# Exercise details:
Copy out the following lines word for word.

Records of labeled boxes:
___
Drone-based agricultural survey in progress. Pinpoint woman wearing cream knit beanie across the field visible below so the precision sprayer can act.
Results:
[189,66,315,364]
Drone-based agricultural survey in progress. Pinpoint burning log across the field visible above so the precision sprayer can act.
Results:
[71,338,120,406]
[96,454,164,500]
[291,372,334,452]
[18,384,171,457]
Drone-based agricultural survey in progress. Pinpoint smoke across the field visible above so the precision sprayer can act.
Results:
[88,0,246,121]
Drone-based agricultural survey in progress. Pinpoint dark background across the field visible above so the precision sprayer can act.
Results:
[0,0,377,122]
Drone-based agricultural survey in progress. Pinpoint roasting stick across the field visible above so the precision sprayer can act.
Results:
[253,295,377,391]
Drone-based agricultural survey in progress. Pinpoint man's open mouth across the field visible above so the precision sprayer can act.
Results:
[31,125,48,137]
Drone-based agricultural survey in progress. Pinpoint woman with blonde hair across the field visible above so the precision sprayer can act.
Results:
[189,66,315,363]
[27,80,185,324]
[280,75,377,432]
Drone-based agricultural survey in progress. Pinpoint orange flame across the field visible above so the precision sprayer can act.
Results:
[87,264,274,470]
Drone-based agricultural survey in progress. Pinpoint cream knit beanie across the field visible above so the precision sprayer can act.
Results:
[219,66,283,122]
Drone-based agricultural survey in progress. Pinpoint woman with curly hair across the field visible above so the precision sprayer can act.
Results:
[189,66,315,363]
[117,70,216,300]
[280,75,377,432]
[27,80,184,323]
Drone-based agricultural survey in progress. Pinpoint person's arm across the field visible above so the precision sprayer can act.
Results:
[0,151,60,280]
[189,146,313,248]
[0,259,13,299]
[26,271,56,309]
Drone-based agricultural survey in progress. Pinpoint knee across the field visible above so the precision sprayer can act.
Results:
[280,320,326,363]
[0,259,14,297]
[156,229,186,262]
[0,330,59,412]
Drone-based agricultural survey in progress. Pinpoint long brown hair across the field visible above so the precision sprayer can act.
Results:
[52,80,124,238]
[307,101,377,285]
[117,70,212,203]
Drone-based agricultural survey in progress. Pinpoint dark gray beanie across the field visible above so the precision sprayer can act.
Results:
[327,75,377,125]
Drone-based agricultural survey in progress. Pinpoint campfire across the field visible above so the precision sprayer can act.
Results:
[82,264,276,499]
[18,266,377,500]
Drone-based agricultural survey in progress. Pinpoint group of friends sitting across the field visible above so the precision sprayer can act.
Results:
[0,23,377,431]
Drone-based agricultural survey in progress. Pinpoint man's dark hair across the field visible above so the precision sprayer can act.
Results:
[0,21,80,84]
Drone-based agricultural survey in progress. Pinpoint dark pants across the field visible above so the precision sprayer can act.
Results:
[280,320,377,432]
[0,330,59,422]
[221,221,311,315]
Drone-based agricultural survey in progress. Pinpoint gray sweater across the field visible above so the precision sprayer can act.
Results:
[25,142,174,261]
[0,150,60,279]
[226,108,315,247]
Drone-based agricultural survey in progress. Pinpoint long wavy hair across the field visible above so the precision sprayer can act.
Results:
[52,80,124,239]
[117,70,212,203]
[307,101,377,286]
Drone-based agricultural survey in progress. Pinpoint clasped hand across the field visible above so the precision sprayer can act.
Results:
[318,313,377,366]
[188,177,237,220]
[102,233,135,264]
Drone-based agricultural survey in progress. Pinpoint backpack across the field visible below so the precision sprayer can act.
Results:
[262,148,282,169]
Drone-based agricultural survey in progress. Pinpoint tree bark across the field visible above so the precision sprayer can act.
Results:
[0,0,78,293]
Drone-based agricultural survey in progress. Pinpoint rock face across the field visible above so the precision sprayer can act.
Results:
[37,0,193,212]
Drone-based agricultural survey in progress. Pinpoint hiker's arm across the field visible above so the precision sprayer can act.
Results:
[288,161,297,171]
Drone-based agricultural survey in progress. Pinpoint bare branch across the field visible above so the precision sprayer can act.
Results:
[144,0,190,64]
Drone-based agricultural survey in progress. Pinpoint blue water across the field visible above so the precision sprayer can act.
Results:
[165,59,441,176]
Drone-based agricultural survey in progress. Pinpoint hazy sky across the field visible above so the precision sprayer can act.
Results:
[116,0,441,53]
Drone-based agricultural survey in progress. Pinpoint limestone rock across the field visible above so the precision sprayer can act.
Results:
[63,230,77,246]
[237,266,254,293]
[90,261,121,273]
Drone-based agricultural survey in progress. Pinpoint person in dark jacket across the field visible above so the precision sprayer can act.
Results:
___
# Reply:
Drone-based agricultural survey in progress. Pinpoint woman wearing cream knit beanie across the field visible below so the precision sprayer can act.
Results:
[189,66,315,364]
Drone-based agricultural survey in progress. Pinpoint burning log across the field visible above so the precision sprayer can act.
Results:
[71,338,120,406]
[96,454,164,500]
[291,372,334,452]
[18,384,171,457]
Drone-based agricultural survey in progress. Pinpoint smoke across the field visible above so the precision sprayer can act.
Results:
[88,0,246,121]
Drone-based agricultural survey in progress. Pinpoint dark background across the field visible above so the precision sprayer can act.
Results:
[0,0,377,122]
Drone-based agricultural survey in progress. Pinpoint roasting stick across the field visible above so the precision sprayer can act.
Results:
[253,295,377,391]
Drone-based agricultural survey in progress. Pinpoint man's open mouth across the field visible above so the precision sprayer can act.
Results:
[31,125,48,137]
Drone-based agricultural survey in progress. Pinpoint woman with blonde hair across the field visible above so the precision sprayer can act.
Results:
[189,66,315,363]
[27,80,185,324]
[280,75,377,432]
Drone-based agricultural survey in progress. Pinpoint orange flame across the field visible above so the precision sprayer can act.
Results:
[87,264,274,470]
Drone-based agricultural survey in progress. Pinpoint cream knit beanie across the field visible above so the precision sprayer can act.
Results:
[219,66,283,122]
Drone-based agricultural survey in progress. Pinpoint woman with curly hair across the field visible above so the precision sprayer can act.
Results:
[189,66,315,363]
[117,70,216,300]
[280,75,377,432]
[27,80,184,323]
Drone-based agricultural survey in progress. Pinpoint person's arm across the field visible above so the precision sprayer can act.
Results:
[0,151,60,280]
[189,146,313,248]
[0,259,13,299]
[26,271,56,309]
Drone-based agricultural survey in progress. Pinpoint knee across the field visible above so the precision sprayer can act.
Results:
[280,320,326,363]
[0,259,14,297]
[156,229,186,262]
[0,330,59,412]
Drone-based agricultural survey in progress. Pinpoint long brown hair across the field visible above so the precision sprayer can act.
Results:
[52,80,124,238]
[307,101,377,285]
[117,70,212,203]
Drone-based agricultural survey in progress. Pinpoint dark gray beanie across the field visible above so the precision sprayer can act.
Results:
[327,75,377,125]
Drone-based agricultural survey in progress. Pinpoint campfire across the field visible above so the precision sprayer can act.
Results:
[82,264,276,499]
[18,266,377,500]
Drone-based agricultural survey in progress. Pinpoint group of friends sitting across the field visible above so the precision sprayer can act.
Results:
[0,23,377,431]
Drone-based agricultural survey in progress. Pinpoint man's dark hair across the field visible above so the precision sprayer can act.
Results:
[0,21,80,84]
Drone-based agricultural survey in progress. Pinpoint dark pants across the field visible above so the precision sprayer can act.
Results:
[280,320,377,432]
[0,330,59,422]
[221,221,311,315]
Drone-based agricultural survey in progress. Pinpoint gray sweater across the field visible above so the precision sprayer can act.
Results:
[25,142,174,261]
[0,150,60,279]
[226,108,315,247]
Drone-based agricultural survey in progress. Pinpoint long wavy hair across the field visible above so the precision sprayer can act.
Results:
[52,80,124,239]
[117,70,212,203]
[307,101,377,286]
Drone-based agricultural survey in progress. Pinpoint clasped hand across the field visible above so the precision sprayer can act.
Results:
[318,313,377,366]
[188,177,237,220]
[102,233,135,264]
Drone-based agricultural survey in progress. Pinpoint backpack across the field visible below so the precision sprayer can act.
Results:
[262,148,282,169]
Drone-based agricultural survey in progress. Pinpoint tree bark across the field visible above so the precision sprayer can act.
Results:
[0,0,78,293]
Drone-based agricultural survey in progress. Pinpoint rock face across the field visible above so the precision sprayer can act.
Results:
[37,0,193,212]
Drone-based agricultural survey in progress. Pinpoint hiker's arm across the field visible above so the precision sprayer can act.
Results:
[288,161,297,171]
Drone-based agricultural survey in progress. Pinpoint bare branch across the field visible above so the precision sprayer can act.
Results:
[144,0,190,64]
Drone-based agricultural survey in progress. Pinpoint blue water across the field visible above so the precision sprayer can act.
Results:
[165,59,441,176]
Drone-based agricultural survey in progress. Pinpoint hazy sky across the field visible above so the precision sprayer can act.
Results:
[116,0,441,53]
Drone-based agricultural survey in progress. Pinpoint limestone rock across the field visible above so the precision sprayer can act.
Results:
[63,230,77,246]
[237,266,254,293]
[90,261,121,273]
Drone-based agricultural survey in progress. Pinpoint person in dark jacket across the field visible above so the precision sprayer can act.
Results:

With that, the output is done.